Directions -
Your answer must be the full listing below, repeated exactly, with no pictures in it.

Exercise input -
____________________

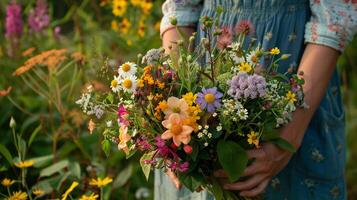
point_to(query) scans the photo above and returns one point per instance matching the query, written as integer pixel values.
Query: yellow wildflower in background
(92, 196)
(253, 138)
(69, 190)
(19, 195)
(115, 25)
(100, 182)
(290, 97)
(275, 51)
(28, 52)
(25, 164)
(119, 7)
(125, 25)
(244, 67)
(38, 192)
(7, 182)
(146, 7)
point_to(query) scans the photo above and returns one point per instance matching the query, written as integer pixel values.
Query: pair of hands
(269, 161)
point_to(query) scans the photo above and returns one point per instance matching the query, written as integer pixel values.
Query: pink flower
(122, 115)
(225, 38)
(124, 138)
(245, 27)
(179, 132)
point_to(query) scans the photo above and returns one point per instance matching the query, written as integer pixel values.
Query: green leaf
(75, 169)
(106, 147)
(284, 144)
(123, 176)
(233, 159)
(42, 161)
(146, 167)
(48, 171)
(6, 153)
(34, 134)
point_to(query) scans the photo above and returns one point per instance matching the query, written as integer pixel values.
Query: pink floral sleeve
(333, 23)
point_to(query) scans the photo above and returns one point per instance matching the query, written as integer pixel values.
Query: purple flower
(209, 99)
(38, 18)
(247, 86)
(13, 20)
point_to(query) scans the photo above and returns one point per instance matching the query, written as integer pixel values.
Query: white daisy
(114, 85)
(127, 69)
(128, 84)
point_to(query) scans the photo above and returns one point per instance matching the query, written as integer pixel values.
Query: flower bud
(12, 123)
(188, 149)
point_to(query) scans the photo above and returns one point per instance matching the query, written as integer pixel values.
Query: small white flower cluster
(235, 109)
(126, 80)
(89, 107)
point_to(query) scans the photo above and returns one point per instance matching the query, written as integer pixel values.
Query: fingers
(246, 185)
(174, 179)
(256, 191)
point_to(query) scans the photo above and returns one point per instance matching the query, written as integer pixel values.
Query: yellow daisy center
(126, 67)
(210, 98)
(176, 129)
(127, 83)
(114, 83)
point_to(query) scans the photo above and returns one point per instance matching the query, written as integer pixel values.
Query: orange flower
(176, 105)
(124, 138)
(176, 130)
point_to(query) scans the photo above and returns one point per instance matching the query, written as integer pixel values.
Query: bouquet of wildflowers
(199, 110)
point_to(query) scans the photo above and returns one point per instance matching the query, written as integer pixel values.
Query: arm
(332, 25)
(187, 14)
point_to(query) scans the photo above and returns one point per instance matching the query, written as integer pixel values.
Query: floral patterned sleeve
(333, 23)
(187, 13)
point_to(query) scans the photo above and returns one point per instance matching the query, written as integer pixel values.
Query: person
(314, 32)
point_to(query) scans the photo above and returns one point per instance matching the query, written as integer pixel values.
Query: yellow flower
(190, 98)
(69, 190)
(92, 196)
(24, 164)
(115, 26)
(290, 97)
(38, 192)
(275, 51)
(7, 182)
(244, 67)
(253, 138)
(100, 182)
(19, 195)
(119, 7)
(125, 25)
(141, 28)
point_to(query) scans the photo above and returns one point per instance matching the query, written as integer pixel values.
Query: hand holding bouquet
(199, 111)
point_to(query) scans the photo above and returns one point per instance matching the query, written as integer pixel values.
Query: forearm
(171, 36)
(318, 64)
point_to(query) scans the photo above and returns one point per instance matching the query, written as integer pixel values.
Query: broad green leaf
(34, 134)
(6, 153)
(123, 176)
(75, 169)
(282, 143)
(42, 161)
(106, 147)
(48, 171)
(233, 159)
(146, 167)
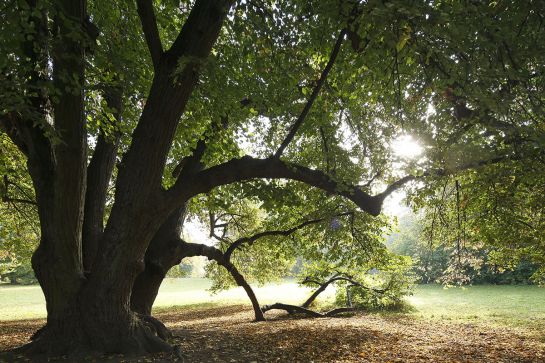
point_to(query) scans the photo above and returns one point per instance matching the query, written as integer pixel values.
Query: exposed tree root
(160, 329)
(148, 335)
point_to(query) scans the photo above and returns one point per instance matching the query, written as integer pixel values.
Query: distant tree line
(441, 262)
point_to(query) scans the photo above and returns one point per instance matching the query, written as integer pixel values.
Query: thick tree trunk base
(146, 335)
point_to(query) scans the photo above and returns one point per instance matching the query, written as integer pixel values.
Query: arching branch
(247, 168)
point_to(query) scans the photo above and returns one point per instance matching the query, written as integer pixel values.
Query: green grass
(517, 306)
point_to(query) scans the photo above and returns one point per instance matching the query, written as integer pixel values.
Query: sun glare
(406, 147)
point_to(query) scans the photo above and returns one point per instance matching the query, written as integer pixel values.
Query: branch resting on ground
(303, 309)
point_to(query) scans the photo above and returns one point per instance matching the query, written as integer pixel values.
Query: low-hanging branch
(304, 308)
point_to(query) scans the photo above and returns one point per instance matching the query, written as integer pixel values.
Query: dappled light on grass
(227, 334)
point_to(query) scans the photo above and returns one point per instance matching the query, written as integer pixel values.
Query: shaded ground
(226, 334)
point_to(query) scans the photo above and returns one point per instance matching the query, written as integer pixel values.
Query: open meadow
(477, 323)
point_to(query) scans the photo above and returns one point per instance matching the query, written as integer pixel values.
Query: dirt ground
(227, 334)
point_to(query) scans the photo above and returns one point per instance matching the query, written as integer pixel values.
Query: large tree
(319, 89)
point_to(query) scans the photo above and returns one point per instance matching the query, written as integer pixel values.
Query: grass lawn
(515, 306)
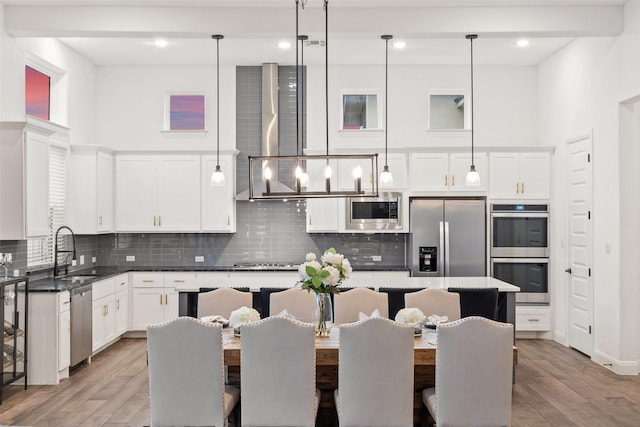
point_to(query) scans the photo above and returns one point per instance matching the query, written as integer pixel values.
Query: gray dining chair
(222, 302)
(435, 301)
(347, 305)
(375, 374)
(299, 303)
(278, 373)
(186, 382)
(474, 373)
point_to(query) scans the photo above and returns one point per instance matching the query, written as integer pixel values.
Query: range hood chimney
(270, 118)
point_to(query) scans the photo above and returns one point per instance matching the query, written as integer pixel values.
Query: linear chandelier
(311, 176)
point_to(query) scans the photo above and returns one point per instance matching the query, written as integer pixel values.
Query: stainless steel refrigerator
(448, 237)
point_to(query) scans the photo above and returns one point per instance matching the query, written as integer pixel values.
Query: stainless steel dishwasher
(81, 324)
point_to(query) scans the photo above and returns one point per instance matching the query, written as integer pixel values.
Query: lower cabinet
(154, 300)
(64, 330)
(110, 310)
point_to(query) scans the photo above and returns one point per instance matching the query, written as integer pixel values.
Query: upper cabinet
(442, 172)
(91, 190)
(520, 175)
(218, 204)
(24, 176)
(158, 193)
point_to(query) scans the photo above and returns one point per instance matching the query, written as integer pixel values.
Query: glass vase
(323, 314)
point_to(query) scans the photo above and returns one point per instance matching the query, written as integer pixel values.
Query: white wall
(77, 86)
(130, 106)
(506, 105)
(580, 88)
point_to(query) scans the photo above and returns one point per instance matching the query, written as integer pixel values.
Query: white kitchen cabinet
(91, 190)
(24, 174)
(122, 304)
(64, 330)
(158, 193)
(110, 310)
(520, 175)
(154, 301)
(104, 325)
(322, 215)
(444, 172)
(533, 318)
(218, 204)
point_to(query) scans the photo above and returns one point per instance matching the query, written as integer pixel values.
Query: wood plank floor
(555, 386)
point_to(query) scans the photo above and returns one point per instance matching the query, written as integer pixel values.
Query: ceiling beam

____________________

Task result -
point_to(query) scans the photo above and returns one point per instance matching the query, written as integer pixel values.
Query: yellow wildflower in background
(92, 196)
(253, 138)
(69, 190)
(19, 195)
(115, 25)
(100, 182)
(290, 97)
(275, 51)
(28, 52)
(25, 164)
(119, 7)
(125, 25)
(244, 67)
(38, 192)
(7, 182)
(146, 7)
point_to(query) scans the photo above and returns one point per instance matching the query, written as integer pixel values.
Query: pair of hands
(269, 161)
point_to(query) scans the photo above and returns one point per instance matching the query, written as integer pixel values.
Query: pink flower
(122, 115)
(225, 38)
(124, 138)
(245, 27)
(179, 132)
point_to(query) scans the photo above and returns one point per instance matching the query, written as integer pixel values.
Query: green leaf
(75, 169)
(106, 147)
(284, 144)
(123, 176)
(233, 159)
(42, 161)
(146, 167)
(48, 171)
(6, 153)
(34, 134)
point_to(query) scans the photo above and returns one point per instance matching the query, written as integer pixel values.
Query: pink floral sleeve
(333, 23)
point_to(query) scans the photo above and returns one point per instance matching the query, written as integer pixel values.
Query: purple flower
(209, 99)
(38, 18)
(247, 86)
(13, 20)
point_to(query) scans the photo above and returns one point per instance matching the query, written as integer pixel values.
Query: white daisy
(114, 85)
(127, 69)
(128, 84)
point_to(query) scans the photo above and returns one point per instance matching the query, written as integer pixel values.
Query: flower bud
(12, 123)
(188, 149)
point_to(query) scans the photo above and returns one point per instance matching the query, written as integer pixel values.
Query: small white flower cluster
(235, 109)
(126, 80)
(89, 107)
point_to(query) scans the photo above and returns one point per instance matching the query, written as integer pixel values.
Query: fingers
(246, 185)
(174, 179)
(256, 191)
point_to(query) scans the photo above and returns one point per instance matching the query, written as integer pixel values.
Query: yellow daisy center
(126, 67)
(210, 98)
(176, 129)
(127, 83)
(114, 83)
point_to(query) scans the photo above and returns one point per instance matching the query, written as integer pixel values.
Query: orange flower
(176, 105)
(124, 138)
(176, 130)
point_to(query) scans the photo above and returns one point per instance matching the query, written as integer pixel values.
Query: bouquet of wildflowers
(199, 110)
point_to(query) scans the photo above and returns one point per instance matching the query, written as integer pixel values.
Query: arm
(332, 25)
(187, 14)
point_to(query) scans the photo above and returns one point per instance matching the query, written as integer pixel values.
Query: floral patterned sleeve
(333, 23)
(187, 13)
point_to(query) scans the photo above and returns one point per instance matching the query, written as integer pixel values.
Query: person
(314, 32)
point_to(query) scans the photo above and returns one point per instance matching the query, written as integer pixel values.
Query: yellow flower
(190, 98)
(69, 190)
(92, 196)
(24, 164)
(115, 26)
(290, 97)
(38, 192)
(275, 51)
(7, 182)
(244, 67)
(253, 138)
(100, 182)
(19, 195)
(119, 7)
(125, 25)
(141, 28)
point_to(query) scans the photo above and returns one point per instance matching the query, written as integer pixel values.
Query: hand holding bouquet
(199, 111)
point_to(query) scans the photo above and returns one point per instance matching the query, written as integer pixel values.
Query: forearm
(171, 36)
(318, 64)
point_to(query) scans the photo above and returns one point per instance matching the query, written as integer pixel values.
Query: broad green leaf
(34, 134)
(6, 153)
(123, 176)
(75, 169)
(282, 143)
(42, 161)
(106, 147)
(48, 171)
(233, 159)
(146, 167)
point_to(query) scans the photo above and returns one point per instance matching the query, written as integer pixel values.
Query: exposed tree root
(160, 329)
(148, 335)
point_to(query) scans the photo above and returns one point per instance matching the query, written as integer pixel values.
Query: distant tree line
(441, 262)
point_to(query) scans the photo above and returns one point per instance matching the query, written as integer pixel values.
Query: thick tree trunk base
(146, 335)
point_to(query) scans the photo above and returns one point per instance matching the query, written as integer pixel values.
Query: arching branch
(247, 168)
point_to(query) scans the photo above and returns one point per instance matching the query, written as integer pixel values.
Query: green grass
(517, 306)
point_to(query) scans the photo above and returns one point per instance matching the query, written as integer pixel values.
Query: sun glare
(406, 147)
point_to(query) scans the photo above and returns one point per instance matching the query, written as integer pixel values.
Query: branch resting on ground
(303, 309)
point_to(query) scans the photo above and returns one point per instance matching the query, written as integer pixel values.
Query: low-hanging branch
(304, 308)
point_to(query) scans the photo above and returns one point per instance matching the query, written as integer pixel values.
Query: dappled light on grass
(227, 334)
point_to(query) scans the photo above and returns one point per instance matching the query, written as integer pixel values.
Query: shaded ground
(226, 334)
point_to(query) scans the photo above and returns one point per instance matching the query, written as integer pixel values.
Query: open meadow
(477, 323)
point_to(query) scans the photo above and returns one point per instance matching the query, written as integer pixel values.
Query: dirt ground
(227, 334)
point_to(query) scans the photo above and returns one point per instance matching the query, written as integer pixel values.
Query: large tree
(319, 89)
point_to(query) scans the photo above and returns one point per instance matching the query, written as integer pixel values.
Query: grass lawn
(515, 306)
point_to(query) scans the photo above and returns one point per instance matching the query, written as integer pixel values.
Query: gray dining chair
(222, 302)
(435, 301)
(347, 305)
(375, 374)
(299, 303)
(278, 373)
(186, 382)
(474, 373)
point_to(query) scans the photo above and returns one point per instance matching the query, written as integer pixel values.
Query: range hood chimney
(270, 118)
point_to(query) scans the photo above and returns one point per instance matching the query, written as integer pixel values.
Query: linear chandelier
(311, 176)
point_to(query) scans the photo above and returns one point per instance matching the query, written as integer pixel values.
Query: stainless steel refrigerator
(448, 237)
point_to(query) scans the photo above and returns one point per instance matching the query, written as integer pixel values.
Query: stainless steel dishwasher
(81, 324)
point_to(query) scans the photo above and returns one point per instance matching the query, written as integer pixel values.
Query: lower cabinet
(154, 300)
(64, 330)
(110, 310)
point_to(query) scans the photo above and returns one point per instance matching the query, written as integer pixel values.
Query: upper cabinet
(442, 172)
(91, 190)
(520, 175)
(218, 204)
(24, 176)
(158, 193)
point_to(query) scans the photo above and returns one point per instance matching the query, written as integer pixel values.
Query: glass vase
(323, 314)
point_to(query) scans the photo above and returns one point per instance matching the query, written as integer pixel values.
Query: white wall
(77, 86)
(130, 106)
(506, 105)
(580, 88)
point_to(query) scans the photo above and returns one point per instance matching the query, written as integer pixel values.
Query: white kitchen cabinet
(91, 190)
(24, 174)
(122, 304)
(64, 330)
(158, 193)
(110, 310)
(520, 175)
(154, 301)
(104, 325)
(322, 215)
(444, 172)
(533, 318)
(218, 204)
point_to(query) scans the photo above and returns one point per instance matching the query, written as integer pixel values.
Query: wood plank floor
(555, 386)
point_to(query) scans the photo above and returns one point per instance matching the query, written as integer pixel values.
Query: ceiling beam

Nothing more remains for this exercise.